= DIRECTIONS FOR THIS TASK =
Reproduce exactly the lines from the one containing "of the forearm" through the last line of the data, both ends included.

= RECORD EXCERPTS =
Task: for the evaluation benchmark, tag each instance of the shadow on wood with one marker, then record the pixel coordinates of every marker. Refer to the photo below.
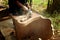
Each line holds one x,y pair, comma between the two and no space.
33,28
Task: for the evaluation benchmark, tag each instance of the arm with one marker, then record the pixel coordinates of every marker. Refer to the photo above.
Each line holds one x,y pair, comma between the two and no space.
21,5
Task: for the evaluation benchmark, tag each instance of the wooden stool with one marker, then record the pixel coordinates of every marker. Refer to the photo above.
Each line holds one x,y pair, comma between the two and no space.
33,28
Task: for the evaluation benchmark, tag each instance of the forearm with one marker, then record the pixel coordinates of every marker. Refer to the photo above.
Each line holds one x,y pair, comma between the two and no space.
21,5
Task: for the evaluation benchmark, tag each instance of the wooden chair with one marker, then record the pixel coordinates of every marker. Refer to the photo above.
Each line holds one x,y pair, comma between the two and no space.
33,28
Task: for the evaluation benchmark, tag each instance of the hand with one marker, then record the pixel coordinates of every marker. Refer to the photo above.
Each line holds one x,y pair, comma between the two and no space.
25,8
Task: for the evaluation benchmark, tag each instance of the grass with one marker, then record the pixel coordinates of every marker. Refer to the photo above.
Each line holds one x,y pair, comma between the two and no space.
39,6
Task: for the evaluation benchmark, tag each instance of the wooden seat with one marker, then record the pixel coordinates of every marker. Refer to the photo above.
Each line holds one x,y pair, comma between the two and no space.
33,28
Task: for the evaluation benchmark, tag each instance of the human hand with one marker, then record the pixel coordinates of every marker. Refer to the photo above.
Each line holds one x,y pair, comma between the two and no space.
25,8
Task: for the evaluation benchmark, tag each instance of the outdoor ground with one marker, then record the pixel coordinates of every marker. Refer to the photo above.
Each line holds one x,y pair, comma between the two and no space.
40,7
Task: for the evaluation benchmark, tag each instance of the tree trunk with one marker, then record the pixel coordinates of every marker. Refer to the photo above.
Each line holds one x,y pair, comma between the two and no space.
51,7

= FULL RESPONSE =
Task: for the evaluation benchmark, tag each instance of the forearm with one marker, then record the pixel coordinates of every marker. Refer to the photo above.
Each line holds one x,y pair, comma between the two and no space.
21,5
Task: for the evaluation benchmark, tag each instance of the wooden chair with one marker, then record the pixel coordinates of every marker. Refer to the photo above.
Each line holds one x,y pair, comma between the two and no space.
33,28
Task: for the evaluation benchmark, tag each instance of the hand with one marker, then record the pixel coordinates of every marker. Refer to the photo above.
Each line holds one x,y pair, comma between the two and no space.
25,8
Task: for the evaluation benchmark, tag each instance of the grass with one marker, then record the pixel coordinates of every marker. Refer to the photo above.
Each line holds one x,y pair, comma between the two and no space.
39,6
Task: for the evaluation benchmark, tag each instance of the wooden seat with one marker, then record the pixel coordinates of every marker. Refer to the photo above.
Each line holds one x,y pair, comma between the two and no space.
33,28
Task: for the evaluation benchmark, tag each instance of the human hand with one marker, then record the pixel coordinates of every marker. Refer to the photo above.
Each line holds one x,y pair, comma between the two and no space.
25,8
Task: for the evaluation benchmark, tag each instance of the outdoor ground with one marker, then record the pixel coordinates of every marker. Refer to the photo above.
Each line holds one x,y pair, comma between the two and no space.
40,7
Task: for the evaluation benchmark, tag each instance of the tree trunk with one marker, then record the pixel coordinates of every marker. Refer to the photo above.
Each line holds one x,y pair, comma between the two and no space.
51,7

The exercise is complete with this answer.